- DIRECTIVE
In the passage about thrift shopping, what was the name of the store Jean Forden once owned on Burlington's waterfront?

- DOCUMENT PASSAGE
══════

A secondhand hound offers her favorite spots for sharing the wealth
Jean Forden didn’t grow up poor and never once visited a thrift store as a child. Hers was an affluent Manhattan upbringing that didn’t allow for perusing rummage sales or used bookstores. “My mother would have died first if we’d ever gotten anything secondhand,” recalls Forden.
But years later, while living in Portland, Oregon, Forden became a thrift-store convert, motivated by neither financial necessity nor any newfound eco-mindedness. Initially, Forden says, it was all about the simple joy of chancing on “a cheap dress from Talbot’s” or a pair of $75 shoes for two dollars. “It’s the thrill of having something in mind, and then finding it,” she explains.
The 76-year-old Burlingtonian has plenty of retail experience — Forden used to own a store on Burlington’s waterfront called “The Little Shop of Recovery and Discovery,” for recovering alcoholics. Today she is almost missionary in her zeal for promoting the reuse-and-recycle ethic.

══════

- DATASET CONTENT
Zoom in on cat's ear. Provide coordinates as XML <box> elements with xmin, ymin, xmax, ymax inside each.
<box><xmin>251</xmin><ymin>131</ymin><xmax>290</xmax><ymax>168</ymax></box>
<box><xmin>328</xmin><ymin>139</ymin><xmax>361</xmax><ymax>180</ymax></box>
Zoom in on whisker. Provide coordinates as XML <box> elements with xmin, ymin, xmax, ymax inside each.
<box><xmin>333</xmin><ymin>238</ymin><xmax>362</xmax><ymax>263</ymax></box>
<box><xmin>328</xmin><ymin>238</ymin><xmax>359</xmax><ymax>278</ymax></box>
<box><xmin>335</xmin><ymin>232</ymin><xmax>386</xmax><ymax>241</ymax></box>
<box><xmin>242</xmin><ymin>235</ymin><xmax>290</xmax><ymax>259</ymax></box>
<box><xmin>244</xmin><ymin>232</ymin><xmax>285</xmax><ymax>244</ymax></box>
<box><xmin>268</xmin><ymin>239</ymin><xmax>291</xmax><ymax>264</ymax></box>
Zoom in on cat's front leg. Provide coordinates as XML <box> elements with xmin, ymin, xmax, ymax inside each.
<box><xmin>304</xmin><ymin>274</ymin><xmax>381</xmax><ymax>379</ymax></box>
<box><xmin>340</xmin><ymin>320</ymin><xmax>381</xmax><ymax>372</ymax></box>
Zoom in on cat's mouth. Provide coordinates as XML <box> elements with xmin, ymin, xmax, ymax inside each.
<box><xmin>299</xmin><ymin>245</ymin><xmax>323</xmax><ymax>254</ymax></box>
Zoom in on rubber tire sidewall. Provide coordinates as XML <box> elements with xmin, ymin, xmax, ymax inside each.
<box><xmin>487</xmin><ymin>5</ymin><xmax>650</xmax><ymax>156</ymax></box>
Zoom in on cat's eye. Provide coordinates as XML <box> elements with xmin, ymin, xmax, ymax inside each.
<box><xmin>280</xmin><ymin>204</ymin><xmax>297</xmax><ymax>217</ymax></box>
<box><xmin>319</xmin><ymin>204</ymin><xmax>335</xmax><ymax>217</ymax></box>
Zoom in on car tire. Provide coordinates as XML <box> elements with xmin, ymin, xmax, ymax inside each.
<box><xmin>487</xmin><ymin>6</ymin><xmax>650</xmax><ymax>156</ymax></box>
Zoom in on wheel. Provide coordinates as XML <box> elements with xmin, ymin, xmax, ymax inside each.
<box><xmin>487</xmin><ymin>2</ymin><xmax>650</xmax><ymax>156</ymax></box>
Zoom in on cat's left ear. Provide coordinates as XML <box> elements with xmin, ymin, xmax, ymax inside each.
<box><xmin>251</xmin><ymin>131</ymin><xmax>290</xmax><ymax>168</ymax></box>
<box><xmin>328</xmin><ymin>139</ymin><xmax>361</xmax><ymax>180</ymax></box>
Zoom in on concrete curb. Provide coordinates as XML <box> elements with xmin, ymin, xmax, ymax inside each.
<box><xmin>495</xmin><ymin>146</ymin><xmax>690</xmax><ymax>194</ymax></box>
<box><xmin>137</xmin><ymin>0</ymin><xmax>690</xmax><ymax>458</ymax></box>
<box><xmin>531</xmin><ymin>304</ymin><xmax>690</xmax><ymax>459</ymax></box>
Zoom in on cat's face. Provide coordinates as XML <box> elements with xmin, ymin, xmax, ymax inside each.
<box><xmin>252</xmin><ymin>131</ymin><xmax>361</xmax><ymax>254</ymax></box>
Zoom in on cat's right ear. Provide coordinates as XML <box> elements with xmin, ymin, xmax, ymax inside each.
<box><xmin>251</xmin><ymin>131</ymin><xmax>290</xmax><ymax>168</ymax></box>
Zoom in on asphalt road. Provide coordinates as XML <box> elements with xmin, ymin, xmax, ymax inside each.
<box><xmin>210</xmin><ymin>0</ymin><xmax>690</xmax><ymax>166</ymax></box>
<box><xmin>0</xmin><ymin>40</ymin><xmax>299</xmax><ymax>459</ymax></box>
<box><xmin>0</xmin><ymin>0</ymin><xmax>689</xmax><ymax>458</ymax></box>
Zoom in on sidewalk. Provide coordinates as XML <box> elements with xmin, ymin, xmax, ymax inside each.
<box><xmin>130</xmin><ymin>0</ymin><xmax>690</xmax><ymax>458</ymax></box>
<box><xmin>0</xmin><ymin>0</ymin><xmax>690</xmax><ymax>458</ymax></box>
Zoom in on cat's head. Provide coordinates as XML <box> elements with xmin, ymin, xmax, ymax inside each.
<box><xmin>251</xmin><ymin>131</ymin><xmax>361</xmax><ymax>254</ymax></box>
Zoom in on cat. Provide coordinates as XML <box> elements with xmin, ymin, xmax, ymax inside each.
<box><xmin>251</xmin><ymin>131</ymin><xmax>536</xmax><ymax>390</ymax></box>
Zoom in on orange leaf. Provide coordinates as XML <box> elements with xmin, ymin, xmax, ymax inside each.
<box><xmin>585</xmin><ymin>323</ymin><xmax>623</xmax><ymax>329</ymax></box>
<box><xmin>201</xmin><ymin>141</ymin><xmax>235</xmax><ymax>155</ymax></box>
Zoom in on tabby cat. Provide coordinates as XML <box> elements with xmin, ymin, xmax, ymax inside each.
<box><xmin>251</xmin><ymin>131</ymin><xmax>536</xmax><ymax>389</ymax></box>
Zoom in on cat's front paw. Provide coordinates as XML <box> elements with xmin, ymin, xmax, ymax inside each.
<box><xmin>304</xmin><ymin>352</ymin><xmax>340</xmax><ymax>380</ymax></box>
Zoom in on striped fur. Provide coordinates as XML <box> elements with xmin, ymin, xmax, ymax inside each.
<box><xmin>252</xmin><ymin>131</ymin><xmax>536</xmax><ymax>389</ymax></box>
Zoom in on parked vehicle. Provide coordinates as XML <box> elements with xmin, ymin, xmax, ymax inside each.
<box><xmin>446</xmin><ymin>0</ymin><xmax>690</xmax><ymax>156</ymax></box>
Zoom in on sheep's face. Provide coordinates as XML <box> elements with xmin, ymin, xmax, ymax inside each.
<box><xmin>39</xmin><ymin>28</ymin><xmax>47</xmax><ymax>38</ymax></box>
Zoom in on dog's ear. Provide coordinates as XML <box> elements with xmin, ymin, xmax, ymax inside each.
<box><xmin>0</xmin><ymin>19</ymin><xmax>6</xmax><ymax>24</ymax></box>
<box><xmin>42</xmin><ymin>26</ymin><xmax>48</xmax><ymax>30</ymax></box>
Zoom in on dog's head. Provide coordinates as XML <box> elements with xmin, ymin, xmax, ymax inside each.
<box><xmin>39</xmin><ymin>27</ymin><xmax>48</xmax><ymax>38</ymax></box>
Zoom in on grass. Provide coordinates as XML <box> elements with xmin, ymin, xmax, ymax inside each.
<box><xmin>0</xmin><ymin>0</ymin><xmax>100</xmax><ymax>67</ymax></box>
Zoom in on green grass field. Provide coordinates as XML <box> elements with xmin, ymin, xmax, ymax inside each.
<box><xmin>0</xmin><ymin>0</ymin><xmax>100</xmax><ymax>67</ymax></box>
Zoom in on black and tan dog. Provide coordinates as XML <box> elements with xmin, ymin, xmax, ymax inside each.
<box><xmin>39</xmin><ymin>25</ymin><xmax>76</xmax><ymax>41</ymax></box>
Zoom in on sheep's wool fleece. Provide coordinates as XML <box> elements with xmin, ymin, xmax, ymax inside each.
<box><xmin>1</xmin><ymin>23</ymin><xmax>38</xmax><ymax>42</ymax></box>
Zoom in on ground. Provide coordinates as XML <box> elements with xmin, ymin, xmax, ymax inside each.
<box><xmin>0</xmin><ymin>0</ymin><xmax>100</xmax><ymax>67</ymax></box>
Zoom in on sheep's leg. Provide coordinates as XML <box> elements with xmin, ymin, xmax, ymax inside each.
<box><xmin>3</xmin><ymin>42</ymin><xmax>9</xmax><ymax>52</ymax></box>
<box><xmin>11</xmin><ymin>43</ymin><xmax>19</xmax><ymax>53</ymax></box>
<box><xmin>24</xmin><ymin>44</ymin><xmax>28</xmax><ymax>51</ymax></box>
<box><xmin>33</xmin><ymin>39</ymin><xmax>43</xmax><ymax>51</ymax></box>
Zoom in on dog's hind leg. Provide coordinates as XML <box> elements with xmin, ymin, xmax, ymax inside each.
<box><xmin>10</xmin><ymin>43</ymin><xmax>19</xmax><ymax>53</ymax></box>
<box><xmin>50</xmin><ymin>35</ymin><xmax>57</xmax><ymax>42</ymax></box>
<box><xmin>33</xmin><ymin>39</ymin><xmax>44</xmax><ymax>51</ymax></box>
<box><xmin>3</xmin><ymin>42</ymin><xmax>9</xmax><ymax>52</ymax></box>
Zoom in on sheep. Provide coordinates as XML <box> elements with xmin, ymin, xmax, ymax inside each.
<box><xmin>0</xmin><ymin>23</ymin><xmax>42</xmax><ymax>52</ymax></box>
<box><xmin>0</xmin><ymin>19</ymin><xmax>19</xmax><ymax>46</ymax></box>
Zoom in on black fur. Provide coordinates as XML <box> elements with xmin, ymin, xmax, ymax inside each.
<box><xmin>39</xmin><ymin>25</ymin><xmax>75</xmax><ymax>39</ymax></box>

══════

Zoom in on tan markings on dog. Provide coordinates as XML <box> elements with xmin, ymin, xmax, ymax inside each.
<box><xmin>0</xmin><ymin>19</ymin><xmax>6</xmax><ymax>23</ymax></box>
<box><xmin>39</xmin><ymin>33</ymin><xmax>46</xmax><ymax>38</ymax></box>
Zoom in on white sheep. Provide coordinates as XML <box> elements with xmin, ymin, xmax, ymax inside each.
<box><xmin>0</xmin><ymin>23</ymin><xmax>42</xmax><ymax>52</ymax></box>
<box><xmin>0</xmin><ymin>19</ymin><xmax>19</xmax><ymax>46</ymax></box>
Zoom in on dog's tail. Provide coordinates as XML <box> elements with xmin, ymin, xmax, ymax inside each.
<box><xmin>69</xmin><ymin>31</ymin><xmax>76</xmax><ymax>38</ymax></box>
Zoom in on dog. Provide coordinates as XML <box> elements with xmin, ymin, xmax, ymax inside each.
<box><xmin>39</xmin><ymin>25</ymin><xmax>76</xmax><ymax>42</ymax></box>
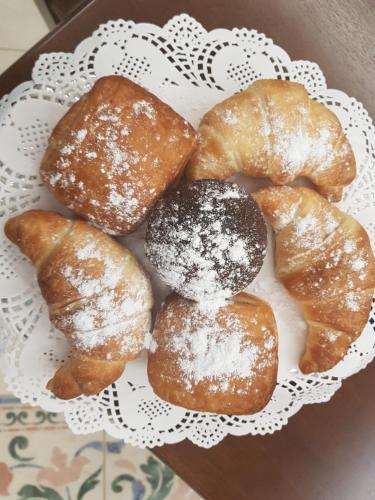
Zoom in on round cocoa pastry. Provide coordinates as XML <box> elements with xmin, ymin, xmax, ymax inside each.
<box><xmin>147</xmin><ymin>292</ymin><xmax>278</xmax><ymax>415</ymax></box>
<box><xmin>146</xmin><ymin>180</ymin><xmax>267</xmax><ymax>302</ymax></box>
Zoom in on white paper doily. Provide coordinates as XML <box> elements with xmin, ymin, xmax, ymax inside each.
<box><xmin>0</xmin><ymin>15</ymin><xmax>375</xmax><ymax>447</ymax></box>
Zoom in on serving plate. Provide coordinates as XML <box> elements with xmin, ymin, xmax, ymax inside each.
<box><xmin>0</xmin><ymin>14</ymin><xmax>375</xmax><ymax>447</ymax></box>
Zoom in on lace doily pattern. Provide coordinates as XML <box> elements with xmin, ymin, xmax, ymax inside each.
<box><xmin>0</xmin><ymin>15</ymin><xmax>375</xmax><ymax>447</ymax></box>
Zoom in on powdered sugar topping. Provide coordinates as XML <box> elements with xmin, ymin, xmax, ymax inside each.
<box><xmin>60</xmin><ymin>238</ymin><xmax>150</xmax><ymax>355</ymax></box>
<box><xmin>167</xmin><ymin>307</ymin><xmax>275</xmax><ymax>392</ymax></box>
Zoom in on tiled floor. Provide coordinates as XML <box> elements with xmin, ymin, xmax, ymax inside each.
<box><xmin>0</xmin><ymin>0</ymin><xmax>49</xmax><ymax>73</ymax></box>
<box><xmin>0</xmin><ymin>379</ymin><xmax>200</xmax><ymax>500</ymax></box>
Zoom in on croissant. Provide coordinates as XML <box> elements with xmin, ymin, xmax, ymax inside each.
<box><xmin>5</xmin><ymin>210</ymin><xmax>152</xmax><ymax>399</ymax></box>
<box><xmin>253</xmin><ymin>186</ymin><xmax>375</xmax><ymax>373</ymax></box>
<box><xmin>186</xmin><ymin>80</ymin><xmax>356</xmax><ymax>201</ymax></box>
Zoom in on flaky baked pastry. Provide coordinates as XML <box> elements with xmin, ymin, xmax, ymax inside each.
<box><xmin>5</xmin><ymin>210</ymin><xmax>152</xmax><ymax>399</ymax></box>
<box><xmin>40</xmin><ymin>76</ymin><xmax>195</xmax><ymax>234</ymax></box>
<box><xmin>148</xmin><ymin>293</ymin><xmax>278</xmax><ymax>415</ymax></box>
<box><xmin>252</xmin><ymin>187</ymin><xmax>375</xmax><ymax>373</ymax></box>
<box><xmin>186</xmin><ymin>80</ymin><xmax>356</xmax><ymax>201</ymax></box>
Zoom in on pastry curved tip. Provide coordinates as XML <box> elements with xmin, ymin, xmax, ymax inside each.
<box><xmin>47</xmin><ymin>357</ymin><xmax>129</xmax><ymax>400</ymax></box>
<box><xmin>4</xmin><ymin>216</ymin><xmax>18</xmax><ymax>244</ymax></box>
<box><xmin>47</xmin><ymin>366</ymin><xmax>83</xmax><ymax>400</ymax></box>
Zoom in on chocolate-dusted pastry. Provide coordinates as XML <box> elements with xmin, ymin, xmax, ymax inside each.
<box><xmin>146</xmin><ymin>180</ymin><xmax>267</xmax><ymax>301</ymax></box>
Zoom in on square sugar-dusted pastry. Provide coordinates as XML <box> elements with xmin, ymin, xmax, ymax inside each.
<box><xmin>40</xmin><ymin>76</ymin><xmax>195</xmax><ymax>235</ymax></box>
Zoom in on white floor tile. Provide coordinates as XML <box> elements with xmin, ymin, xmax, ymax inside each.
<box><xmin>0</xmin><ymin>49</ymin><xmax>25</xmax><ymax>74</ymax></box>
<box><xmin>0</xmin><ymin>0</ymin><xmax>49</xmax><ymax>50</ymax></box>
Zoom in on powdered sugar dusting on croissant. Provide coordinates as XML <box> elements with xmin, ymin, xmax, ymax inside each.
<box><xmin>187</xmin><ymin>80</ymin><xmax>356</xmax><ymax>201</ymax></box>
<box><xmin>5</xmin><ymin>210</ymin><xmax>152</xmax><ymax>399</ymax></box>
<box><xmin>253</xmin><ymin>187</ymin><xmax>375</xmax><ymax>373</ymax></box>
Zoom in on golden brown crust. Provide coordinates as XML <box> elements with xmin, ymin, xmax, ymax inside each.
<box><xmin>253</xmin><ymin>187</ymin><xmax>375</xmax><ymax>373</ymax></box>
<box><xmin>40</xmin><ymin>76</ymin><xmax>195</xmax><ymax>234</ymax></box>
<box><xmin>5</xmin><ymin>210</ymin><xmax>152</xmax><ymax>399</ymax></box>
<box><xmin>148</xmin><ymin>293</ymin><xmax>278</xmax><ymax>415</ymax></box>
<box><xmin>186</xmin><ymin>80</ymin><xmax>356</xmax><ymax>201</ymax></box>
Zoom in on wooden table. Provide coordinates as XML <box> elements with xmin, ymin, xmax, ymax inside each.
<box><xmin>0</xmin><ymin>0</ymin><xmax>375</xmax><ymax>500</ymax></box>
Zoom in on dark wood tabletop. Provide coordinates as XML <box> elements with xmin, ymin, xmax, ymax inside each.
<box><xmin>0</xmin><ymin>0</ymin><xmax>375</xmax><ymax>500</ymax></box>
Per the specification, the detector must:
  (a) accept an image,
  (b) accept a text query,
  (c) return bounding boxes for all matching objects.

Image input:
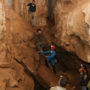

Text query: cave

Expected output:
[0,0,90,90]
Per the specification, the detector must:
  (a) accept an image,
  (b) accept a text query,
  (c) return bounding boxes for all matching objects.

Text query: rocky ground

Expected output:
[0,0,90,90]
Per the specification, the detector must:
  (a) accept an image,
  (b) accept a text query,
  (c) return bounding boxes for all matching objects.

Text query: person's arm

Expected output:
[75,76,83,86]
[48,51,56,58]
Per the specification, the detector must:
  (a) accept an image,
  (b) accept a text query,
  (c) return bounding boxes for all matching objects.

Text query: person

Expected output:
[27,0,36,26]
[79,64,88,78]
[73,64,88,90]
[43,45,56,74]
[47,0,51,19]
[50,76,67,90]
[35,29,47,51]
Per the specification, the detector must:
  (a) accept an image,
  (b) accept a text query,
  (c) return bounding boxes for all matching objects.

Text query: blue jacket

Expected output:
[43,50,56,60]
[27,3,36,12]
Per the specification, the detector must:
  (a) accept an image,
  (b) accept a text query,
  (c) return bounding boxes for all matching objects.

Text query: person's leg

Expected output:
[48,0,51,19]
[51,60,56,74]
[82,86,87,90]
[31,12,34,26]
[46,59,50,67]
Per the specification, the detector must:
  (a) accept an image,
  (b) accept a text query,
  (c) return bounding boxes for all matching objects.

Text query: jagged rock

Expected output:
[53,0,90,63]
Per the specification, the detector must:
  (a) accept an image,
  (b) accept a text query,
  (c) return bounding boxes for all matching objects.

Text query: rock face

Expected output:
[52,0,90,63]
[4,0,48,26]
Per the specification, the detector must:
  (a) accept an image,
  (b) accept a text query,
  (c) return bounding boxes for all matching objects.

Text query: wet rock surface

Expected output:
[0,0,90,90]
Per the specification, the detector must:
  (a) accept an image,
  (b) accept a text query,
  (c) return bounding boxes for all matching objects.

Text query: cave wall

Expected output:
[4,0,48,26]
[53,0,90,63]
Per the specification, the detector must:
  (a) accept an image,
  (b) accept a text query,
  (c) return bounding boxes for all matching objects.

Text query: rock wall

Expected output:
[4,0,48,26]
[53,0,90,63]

══════

- EXERCISE ANSWER
The Little Shop of Recovery and Discovery